::: EXTRAIT DU TEXTE
L’ordre dans lequel nous rangeons les phénomènes conscients ne comporte aucun arbitraire. Il nous est imposé et nous n’y pouvons rien changer.

Je n’ai qu’une observation à ajouter. Pour qu’un ensemble de sensations soit devenu un souvenir susceptible d’être classé dans le temps, il faut qu’il ait cessé d’être actuel, que nous ayons perdu le sens de son infinie complexité, sans quoi il serait resté actuel. Il faut qu’il ait pour ainsi dire cristallisé autour d’un centre d’associations d’idées qui sera comme une sorte d’étiquette. Ce n’est que quand ils auront ainsi perdu toute vie que nous pourrons classer nos souvenirs dans le temps, comme un botaniste range dans son herbier les fleurs desséchées.

Mais ces étiquettes ne peuvent être qu’en nombre fini. À ce compte, le temps psychologique serait discontinu. D’où vient ce sentiment qu’entre deux instants quelconques il y a d’autres instants ? Nous classons nos souvenirs dans le temps, mais nous savons qu’il reste des cases vides. Comment cela se pourrait-il si le temps n’était une forme préexistant dans notre esprit ? Comment saurions-nous qu’il y a des cases vides, si ces cases ne nous étaient révélées que par leur contenu ?

II


Mais ce n’est pas tout ; dans cette forme nous voulons faire rentrer non seulement les phénomènes de notre conscience, mais ceux dont les autres consciences sont le théâtre. Bien plus, nous voulons y faire rentrer les faits physiques, ces je ne sais quoi dont nous peuplons l’espace et que nulle conscience ne voit directement. Il le faut bien car sans cela la science ne pourrait exister. En un mot, le temps psychologique nous est donné et nous voulons créer le temps scientifique et physique. C’est là que la difficulté commence, ou plutôt les difficultés, car il y en a deux.

Voilà deux consciences qui sont comme deux mondes impénétrables l’un à l’autre. De quel droit voulons-nous les faire entrer dans un même moule, les mesurer avec la même toise ? N’est-ce pas comme si l’on voulait mesurer avec un gramme ou peser avec un mètre ?

Et d’ailleurs, pourquoi parlons-nous de mesure ? Nous savons peut-être que tel fait est antérieur à tel autre, mais non de combien il est antérieur.

Donc deux difficultés :

1o Pouvons-nous transformer le temps psychologique, qui est qualitatif, en un temps quantitatif ?

2o Pouvons-nous réduire à une même mesure des faits qui se passent dans des mondes différents ?


III


La première difficulté a été remarquée depuis longtemps ; elle a fait l’objet de longues discussions et on peut dire que la question est tranchée.

Nous n’avons pas l’intuition directe de l’égalité de deux intervalles de temps. Les personnes qui croient posséder cette intuition sont dupes d’une illusion.

Quand je dis, de midi à une heure, il s’est écoulé le même temps que de deux heures à trois heures, quel sens a cette affirmation ?
::::::
::: LIGNES FOURNIES
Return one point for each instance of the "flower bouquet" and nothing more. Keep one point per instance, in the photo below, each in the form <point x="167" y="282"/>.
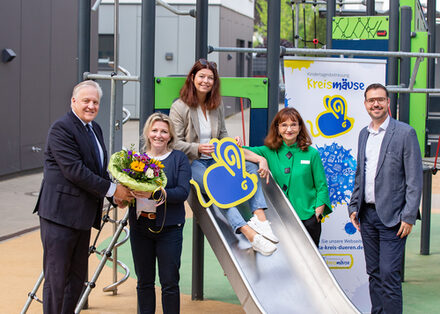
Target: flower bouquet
<point x="137" y="171"/>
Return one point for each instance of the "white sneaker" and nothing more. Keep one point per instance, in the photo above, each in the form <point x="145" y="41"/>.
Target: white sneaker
<point x="263" y="246"/>
<point x="263" y="228"/>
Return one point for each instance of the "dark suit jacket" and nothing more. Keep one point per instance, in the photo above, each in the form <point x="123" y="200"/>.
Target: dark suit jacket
<point x="399" y="175"/>
<point x="73" y="187"/>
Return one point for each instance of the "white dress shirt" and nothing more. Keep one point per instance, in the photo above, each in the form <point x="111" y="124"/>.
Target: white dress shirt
<point x="372" y="150"/>
<point x="111" y="190"/>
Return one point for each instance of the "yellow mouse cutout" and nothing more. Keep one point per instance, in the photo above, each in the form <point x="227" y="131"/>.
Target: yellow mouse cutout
<point x="226" y="182"/>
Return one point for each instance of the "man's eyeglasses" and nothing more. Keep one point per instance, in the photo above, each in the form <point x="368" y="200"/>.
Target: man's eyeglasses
<point x="380" y="100"/>
<point x="205" y="62"/>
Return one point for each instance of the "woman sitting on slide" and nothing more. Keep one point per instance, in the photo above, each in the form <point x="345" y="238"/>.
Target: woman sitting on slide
<point x="296" y="167"/>
<point x="198" y="116"/>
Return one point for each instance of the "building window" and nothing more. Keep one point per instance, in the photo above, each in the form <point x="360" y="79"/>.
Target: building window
<point x="105" y="51"/>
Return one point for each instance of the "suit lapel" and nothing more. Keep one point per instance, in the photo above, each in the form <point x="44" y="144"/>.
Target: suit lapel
<point x="386" y="141"/>
<point x="362" y="146"/>
<point x="100" y="138"/>
<point x="85" y="145"/>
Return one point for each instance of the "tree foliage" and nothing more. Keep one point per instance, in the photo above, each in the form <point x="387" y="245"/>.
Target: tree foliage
<point x="287" y="26"/>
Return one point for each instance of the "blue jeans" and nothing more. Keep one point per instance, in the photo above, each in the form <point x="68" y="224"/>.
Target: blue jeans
<point x="198" y="168"/>
<point x="166" y="247"/>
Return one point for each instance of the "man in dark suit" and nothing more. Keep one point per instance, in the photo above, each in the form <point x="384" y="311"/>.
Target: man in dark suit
<point x="71" y="197"/>
<point x="386" y="197"/>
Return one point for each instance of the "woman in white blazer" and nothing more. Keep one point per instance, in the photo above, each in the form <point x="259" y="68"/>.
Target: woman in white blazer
<point x="198" y="116"/>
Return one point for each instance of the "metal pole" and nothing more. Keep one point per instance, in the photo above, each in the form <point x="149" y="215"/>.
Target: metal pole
<point x="198" y="237"/>
<point x="296" y="24"/>
<point x="426" y="212"/>
<point x="273" y="57"/>
<point x="148" y="28"/>
<point x="393" y="45"/>
<point x="405" y="63"/>
<point x="431" y="9"/>
<point x="83" y="38"/>
<point x="371" y="10"/>
<point x="331" y="10"/>
<point x="112" y="125"/>
<point x="84" y="17"/>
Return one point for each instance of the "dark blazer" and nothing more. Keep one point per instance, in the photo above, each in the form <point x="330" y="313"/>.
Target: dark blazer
<point x="73" y="187"/>
<point x="399" y="176"/>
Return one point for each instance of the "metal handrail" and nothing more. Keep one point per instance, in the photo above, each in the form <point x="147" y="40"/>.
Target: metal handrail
<point x="328" y="52"/>
<point x="344" y="52"/>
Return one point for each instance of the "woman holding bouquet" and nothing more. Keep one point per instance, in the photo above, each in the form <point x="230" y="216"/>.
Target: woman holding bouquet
<point x="156" y="232"/>
<point x="296" y="167"/>
<point x="198" y="116"/>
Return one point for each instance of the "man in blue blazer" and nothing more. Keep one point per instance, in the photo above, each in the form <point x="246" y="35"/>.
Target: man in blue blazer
<point x="386" y="197"/>
<point x="74" y="185"/>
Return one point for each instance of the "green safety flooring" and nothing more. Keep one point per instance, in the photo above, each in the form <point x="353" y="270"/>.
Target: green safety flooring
<point x="216" y="285"/>
<point x="421" y="289"/>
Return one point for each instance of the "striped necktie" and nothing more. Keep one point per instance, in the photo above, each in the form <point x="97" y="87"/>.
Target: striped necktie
<point x="95" y="144"/>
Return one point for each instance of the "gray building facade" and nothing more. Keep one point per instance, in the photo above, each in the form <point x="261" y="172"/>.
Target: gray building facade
<point x="175" y="41"/>
<point x="36" y="84"/>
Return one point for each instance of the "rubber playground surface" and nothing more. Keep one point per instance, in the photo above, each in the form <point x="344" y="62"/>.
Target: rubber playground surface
<point x="21" y="260"/>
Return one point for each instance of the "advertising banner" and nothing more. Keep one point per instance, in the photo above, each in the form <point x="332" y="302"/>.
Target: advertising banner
<point x="329" y="95"/>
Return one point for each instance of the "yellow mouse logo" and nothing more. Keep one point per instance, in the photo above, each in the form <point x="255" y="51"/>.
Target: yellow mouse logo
<point x="226" y="182"/>
<point x="333" y="121"/>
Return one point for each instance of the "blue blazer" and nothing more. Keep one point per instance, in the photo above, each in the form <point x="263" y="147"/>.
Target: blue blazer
<point x="73" y="187"/>
<point x="399" y="176"/>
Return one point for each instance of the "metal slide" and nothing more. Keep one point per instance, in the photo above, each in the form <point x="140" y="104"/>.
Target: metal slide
<point x="295" y="279"/>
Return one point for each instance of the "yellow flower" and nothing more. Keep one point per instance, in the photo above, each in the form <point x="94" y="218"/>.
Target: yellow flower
<point x="157" y="163"/>
<point x="137" y="166"/>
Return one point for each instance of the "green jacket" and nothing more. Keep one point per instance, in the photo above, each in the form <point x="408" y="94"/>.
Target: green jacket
<point x="301" y="177"/>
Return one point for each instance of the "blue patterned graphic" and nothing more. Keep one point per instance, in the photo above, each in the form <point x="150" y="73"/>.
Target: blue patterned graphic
<point x="349" y="228"/>
<point x="340" y="168"/>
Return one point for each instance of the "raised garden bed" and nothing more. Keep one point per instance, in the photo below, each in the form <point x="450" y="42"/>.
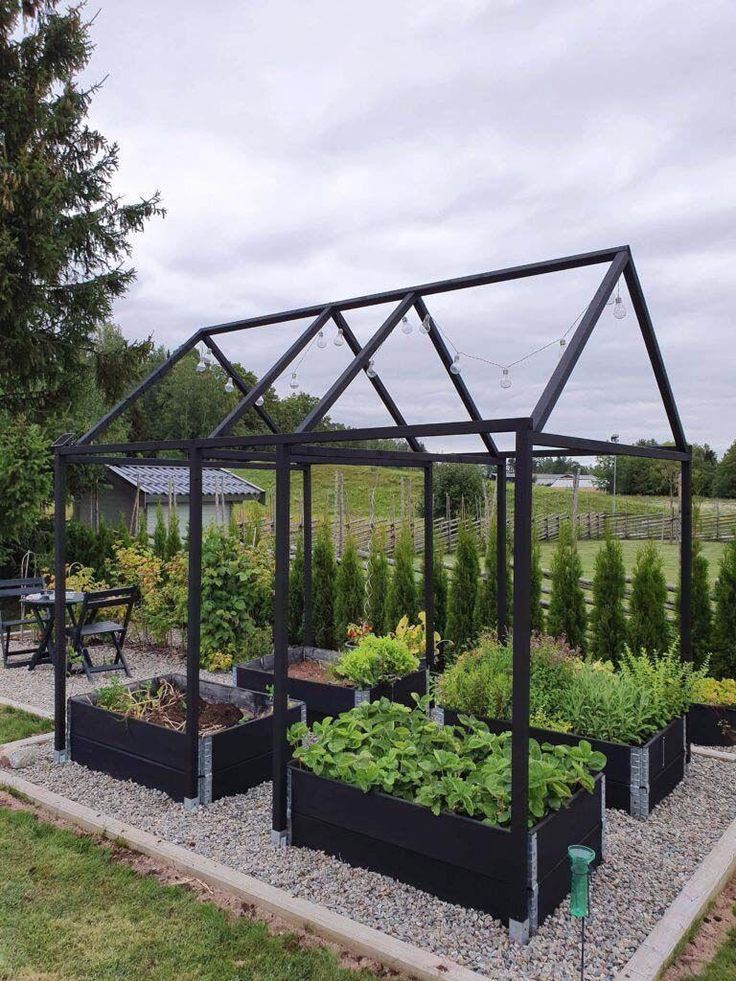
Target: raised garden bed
<point x="456" y="858"/>
<point x="637" y="777"/>
<point x="231" y="759"/>
<point x="711" y="725"/>
<point x="324" y="697"/>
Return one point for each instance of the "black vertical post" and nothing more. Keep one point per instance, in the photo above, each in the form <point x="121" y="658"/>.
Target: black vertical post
<point x="308" y="629"/>
<point x="521" y="671"/>
<point x="501" y="543"/>
<point x="428" y="566"/>
<point x="279" y="834"/>
<point x="686" y="559"/>
<point x="191" y="798"/>
<point x="60" y="750"/>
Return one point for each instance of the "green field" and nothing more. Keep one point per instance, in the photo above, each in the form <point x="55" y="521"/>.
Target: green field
<point x="69" y="910"/>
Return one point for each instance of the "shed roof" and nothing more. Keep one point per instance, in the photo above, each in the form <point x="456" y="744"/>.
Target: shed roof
<point x="161" y="480"/>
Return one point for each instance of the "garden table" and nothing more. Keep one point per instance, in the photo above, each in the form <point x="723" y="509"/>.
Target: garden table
<point x="42" y="605"/>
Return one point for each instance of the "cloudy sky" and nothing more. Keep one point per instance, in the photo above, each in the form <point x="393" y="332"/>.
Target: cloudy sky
<point x="313" y="151"/>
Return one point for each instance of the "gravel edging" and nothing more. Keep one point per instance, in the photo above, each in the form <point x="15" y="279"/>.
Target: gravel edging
<point x="647" y="865"/>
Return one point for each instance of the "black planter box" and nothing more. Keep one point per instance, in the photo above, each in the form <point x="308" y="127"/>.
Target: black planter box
<point x="325" y="699"/>
<point x="230" y="761"/>
<point x="456" y="858"/>
<point x="637" y="777"/>
<point x="711" y="725"/>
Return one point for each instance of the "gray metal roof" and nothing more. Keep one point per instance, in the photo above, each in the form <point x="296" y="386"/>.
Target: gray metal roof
<point x="159" y="480"/>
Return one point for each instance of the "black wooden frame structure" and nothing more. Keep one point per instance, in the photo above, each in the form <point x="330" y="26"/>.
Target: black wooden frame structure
<point x="305" y="447"/>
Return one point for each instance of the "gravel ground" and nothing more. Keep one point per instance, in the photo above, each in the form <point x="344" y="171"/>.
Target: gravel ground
<point x="37" y="687"/>
<point x="647" y="865"/>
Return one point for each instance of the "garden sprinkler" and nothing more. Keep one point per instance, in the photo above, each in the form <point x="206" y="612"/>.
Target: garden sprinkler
<point x="581" y="858"/>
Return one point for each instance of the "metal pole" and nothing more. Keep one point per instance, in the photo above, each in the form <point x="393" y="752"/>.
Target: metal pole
<point x="61" y="754"/>
<point x="521" y="671"/>
<point x="194" y="534"/>
<point x="686" y="559"/>
<point x="308" y="629"/>
<point x="501" y="543"/>
<point x="428" y="566"/>
<point x="279" y="833"/>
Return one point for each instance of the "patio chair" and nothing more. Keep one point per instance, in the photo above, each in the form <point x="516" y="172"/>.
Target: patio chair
<point x="14" y="590"/>
<point x="88" y="627"/>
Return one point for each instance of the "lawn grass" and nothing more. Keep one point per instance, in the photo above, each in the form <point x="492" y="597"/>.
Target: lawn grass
<point x="69" y="910"/>
<point x="16" y="724"/>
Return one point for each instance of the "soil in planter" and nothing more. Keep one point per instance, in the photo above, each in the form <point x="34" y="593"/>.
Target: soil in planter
<point x="309" y="670"/>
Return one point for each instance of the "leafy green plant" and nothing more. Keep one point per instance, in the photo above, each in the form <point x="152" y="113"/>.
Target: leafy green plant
::::::
> _TÂCHES DEMANDÉES_:
1. Reproduisez à l’identique le passage de l’extrait sur le temps, depuis « L’ordre dans lequel » jusqu’à « les fleurs desséchées. » inclus.
2. Dans l’extrait sur le temps, à quoi est comparé le classement des souvenirs dans le temps ?

> _RÉPONSES ATTENDUES_:
1.
L’ordre dans lequel nous rangeons les phénomènes conscients ne comporte aucun arbitraire. Il nous est imposé et nous n’y pouvons rien changer.

Je n’ai qu’une observation à ajouter. Pour qu’un ensemble de sensations soit devenu un souvenir susceptible d’être classé dans le temps, il faut qu’il ait cessé d’être actuel, que nous ayons perdu le sens de son infinie complexité, sans quoi il serait resté actuel. Il faut qu’il ait pour ainsi dire cristallisé autour d’un centre d’associations d’idées qui sera comme une sorte d’étiquette. Ce n’est que quand ils auront ainsi perdu toute vie que nous pourrons classer nos souvenirs dans le temps, comme un botaniste range dans son herbier les fleurs desséchées.

2. Au geste d’un botaniste qui range dans son herbier les fleurs desséchées.